PROBLEMS AND TASKS:
1 > Transcribe the fire safety article from "- Am I 100% sure that as" up to and including "the non-domestic parts)".
2 > List the examples of Duty Holders given in the fire safety article.
3 > Decide whether each statement agrees with the fire safety article, and support each answer with the deciding words. (a) Owning the building makes someone the Responsible Person only for its non-domestic parts. (b) The Responsible Person is the only party with duties under the Regulatory Reform (Fire Safety) Order. (c) Employees have a duty to tell the responsible person about shortfalls in training.

QUOTED PASSAGE:

====================

Playing with fire? Integrated retirement communities and fire safety (non) compliance
Getting to grips with the rules and regulations governing fire safety compliance is always top of mind for our customers. However, many struggle to comprehend the exact ins and outs of compliance non-negotiables and, more importantly, the weight of their culpability in the eyes of the law if a fire, deadly or otherwise, were to break out on one of their sites. Non-compliance has the potential to result in significant financial and legal implications both for property owners and operational teams.
Important questions to ask yourself
- Am I 100% sure that each and every integrated retirement community within my charge is fire safety compliant?
- Am I 100% sure that a fully operational fire detection system and fire alarm is in place, with a full audit trail from a competent person regarding maintenance checks?
- Am I 100% sure that all escape routes are kept clear and fire escape doors are operational and clear from obstruction?
- Am I 100% sure every single one of our residents has been informed about the fire safety measures and fire evacuation strategy?
- Am I 100% sure that a suitable fire risk assessment has been completed and reviewed?
- Am I 100% sure that as the ‘Responsible Person’ or ‘Duty Holder’ for fire safety responsibilities, I’m not at risk of being fined or jailed?
If you answered “No”, “I’m not sure” or even just “I think so”, to any of the above, read on to understand the things you need to consider before it’s too late.
The Responsible Person
Firstly, it is important to understand the meaning of the term, ‘Responsible Person’.
Integrated retirement communities are residential premises so you are the Responsible Person if:
- you own the building (only in relation to the non-domestic parts)
- you have control over the premises
For the avoidance of doubt, that puts any company director or IRC general manager at risk should an enforcing authority, such as the Fire and Rescue Service (FRS), deem the premises to be non-compliant.
The Duty Holder
It’s not only the Responsible Person who has duties under the Regulatory Reform (Fire Safety) Order.
You may still be a Duty Holder with some responsibilities under the Fire Safety Order if you have some control within the premises. You are considered to have control of a premises if you are subject to a contract that makes you responsible for:
- the maintenance or repair of the premises themselves or anything in or on them
- the safety of the premises
Examples of Duty Holders may include but are not limited to:
- fire risk assessor
- fire alarm engineer
- managing agent
- duty manager
- facilities manager
While at work employees must take reasonable care for the safety of themselves and any other relevant persons who could be affected by their actions or omissions. They also have a duty to inform the responsible person of any situation that could present a serious or immediate danger to safety or shortfalls in any training.
The risks of non-compliance
Within an IRC operator, whether you’re a company director, GM or facilities manager, the implementation and management of a robust fire safety compliance strategy means there isn’t over reliance on potentially significant assumptions that others are not only aware of their duties and responsibilities, but are also competently fulfilling them too.

====================

INFORMATION SUPPLIED:
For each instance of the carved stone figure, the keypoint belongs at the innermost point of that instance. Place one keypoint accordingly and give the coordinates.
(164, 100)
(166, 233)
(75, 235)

====================

ANSWERS FOR THE EXERCISE:
1 >
- Am I 100% sure that as the ‘Responsible Person’ or ‘Duty Holder’ for fire safety responsibilities, I’m not at risk of being fined or jailed?
If you answered “No”, “I’m not sure” or even just “I think so”, to any of the above, read on to understand the things you need to consider before it’s too late.
The Responsible Person
Firstly, it is important to understand the meaning of the term, ‘Responsible Person’.
Integrated retirement communities are residential premises so you are the Responsible Person if:
- you own the building (only in relation to the non-domestic parts)

2 >
- fire risk assessor
- fire alarm engineer
- managing agent
- duty manager
- facilities manager

3 >
(a) Yes: "you own the building (only in relation to the non-domestic parts)"
(b) No: "It’s not only the Responsible Person who has duties under the Regulatory Reform (Fire Safety) Order."
(c) Yes: "They also have a duty to inform the responsible person of any situation that could present a serious or immediate danger to safety or shortfalls in any training."